PROMPT: Output every entry exactly as written, but omit the pictures.

RECORDS SUPPLIED:
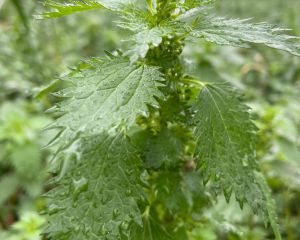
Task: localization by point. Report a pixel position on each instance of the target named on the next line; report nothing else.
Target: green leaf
(67, 8)
(148, 38)
(240, 33)
(97, 197)
(74, 6)
(225, 144)
(164, 149)
(110, 93)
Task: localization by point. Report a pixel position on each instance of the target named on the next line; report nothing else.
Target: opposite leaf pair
(104, 188)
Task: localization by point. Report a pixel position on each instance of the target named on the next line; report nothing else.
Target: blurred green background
(34, 52)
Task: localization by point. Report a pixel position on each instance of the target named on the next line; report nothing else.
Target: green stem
(194, 81)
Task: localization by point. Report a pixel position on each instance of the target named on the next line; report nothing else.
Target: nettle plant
(139, 138)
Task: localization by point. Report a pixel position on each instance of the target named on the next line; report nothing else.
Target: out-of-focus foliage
(32, 52)
(271, 83)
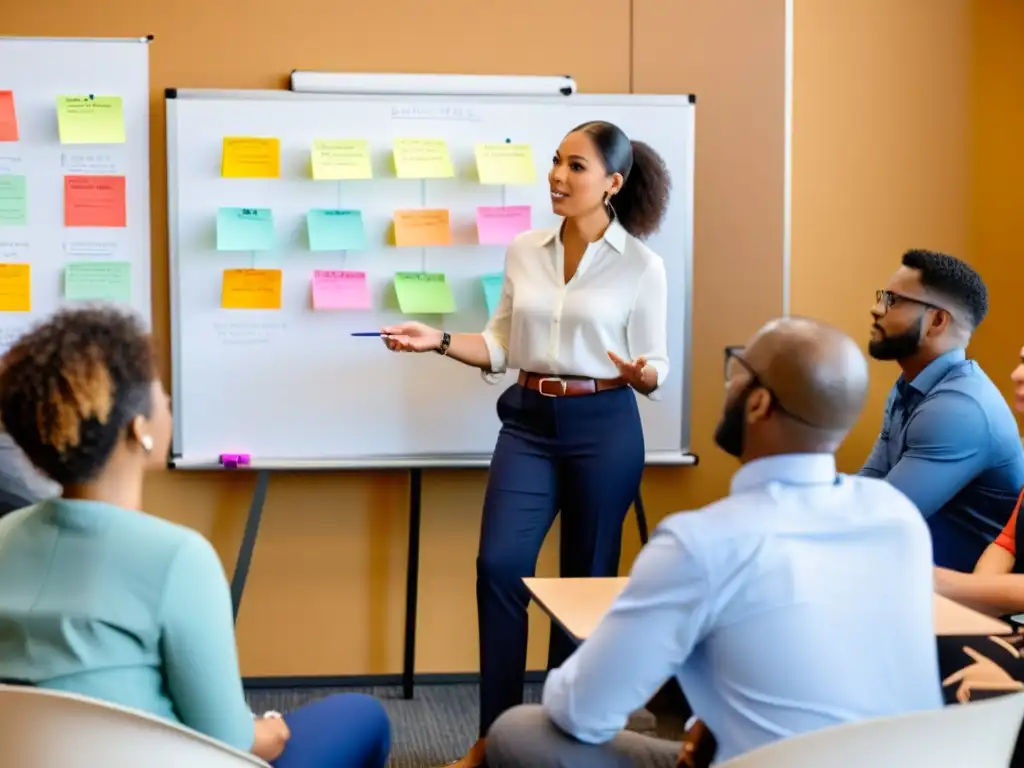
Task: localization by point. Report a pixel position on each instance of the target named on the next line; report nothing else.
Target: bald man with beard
(801, 600)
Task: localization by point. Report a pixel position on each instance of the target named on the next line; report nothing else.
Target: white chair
(48, 729)
(980, 734)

OUTPUT OF THE TASK:
Task: localization by point. Report a pixel position on each instance of the target named on the next line; report nothing else.
Target: green leaf
(67, 8)
(148, 38)
(240, 33)
(97, 197)
(74, 6)
(225, 144)
(164, 149)
(110, 93)
Task: localization by point. Report a pixel position on each instance of the target named on the next line; report nothing else.
Target: opposite leaf pair
(104, 188)
Task: localization by point. Report a pixel position on each instance of the target named on the next line; report nothing else.
Target: blurred green background
(34, 52)
Task: localization by point. Report a pixel position on each instance of the target named on the next line; report nothing else.
Target: green stem
(194, 81)
Task: localization by point. Report a pixel position on each instance of the target named on the next line; report nothing else.
Target: nettle plant
(139, 138)
Task: localization by point. Report a pixel position on each instance of the target named on the next line; report nothing else.
Target: out-of-focus foliage
(32, 52)
(271, 83)
Task: localization by point. Report a pixel position on each instance of the target named on the next line; report nothing else.
Target: bald man with beard
(801, 600)
Task: localization by point. Report a pixel position on each instance of the target named on the next line; report nothing else.
Target: white chair
(48, 729)
(980, 734)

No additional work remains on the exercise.